* _PAGE EXTRACT_:
* * * * * * * * *

Only the LoRA adapter is trained; the reference model \(\epsilon_\text{ref}\) is fully frozen. The loss is a single term: \(\mathcal{L}_\text{APO} = -\log\sigma(-\beta_t\Delta)\), with timestep \(t \sim \mathcal{U}(0,T)\) uniformly sampled and noise \(\epsilon \sim \mathcal{N}(0,\mathbf{I})\). \(\beta\) controls KL strength, and \(\beta_t\) is automatically scaled by log-SNR.

Key Experimental Results

Main Results (MVTec Fidelity + Diversity)

Compared with Crop&Paste, DFMGAN, AnomalyDiffusion, DualAnoDiff, AnomalyAny, SeaS. Two core metrics: IS (Inception Score, higher is more realistic/diverse) and IC-LPIPS (Intra-Class LPIPS, higher is more diverse).

Category Metric AnomalyDiff DualAnoDiff SeaS APO (Ours)

* * * * * * * * *

* _INFORMATION SUPPLIED_:

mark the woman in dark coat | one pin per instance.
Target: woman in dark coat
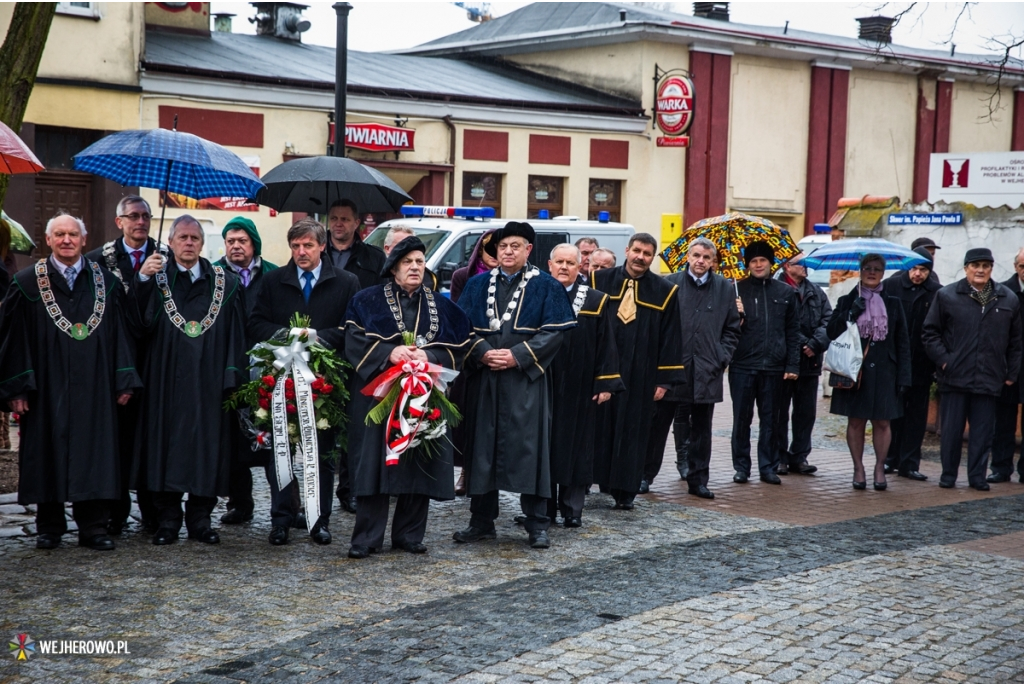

* * * * * * * * *

* _TO BE DONE_:
- A) Edit the APO passage, starting with "Only the LoRA" and going on through "scaled by log-SNR.", so that "locked" takes the place of "frozen".
- B) Pick up the APO passage where it stops and write what follows.

* _OUTPUTS_:
- A)
Only the LoRA adapter is trained; the reference model \(\epsilon_\text{ref}\) is fully locked. The loss is a single term: \(\mathcal{L}_\text{APO} = -\log\sigma(-\beta_t\Delta)\), with timestep \(t \sim \mathcal{U}(0,T)\) uniformly sampled and noise \(\epsilon \sim \mathcal{N}(0,\mathbf{I})\). \(\beta\) controls KL strength, and \(\beta_t\) is automatically scaled by log-SNR.

- B)
bottle IS / IC-L 1.58 / 0.19 2.17 / 0.43 1.78 / 0.21 2.19 / 0.45
cable IS / IC-L 2.13 / 0.41 2.15 / 0.43 2.09 / 0.42 2.20 / 0.45
capsule IS / IC-L 1.59 / 0.21 1.62 / 0.32 1.56 / 0.26 2.18 / 0.34
carpet IS / IC-L 1.16 / 0.24 1.36 / 0.29 1.13 / 0.25 1.39 / 0.36

APO almost always improves both metrics for each category—fidelity and diversity are enhanced simultaneously, not at the expense of each other.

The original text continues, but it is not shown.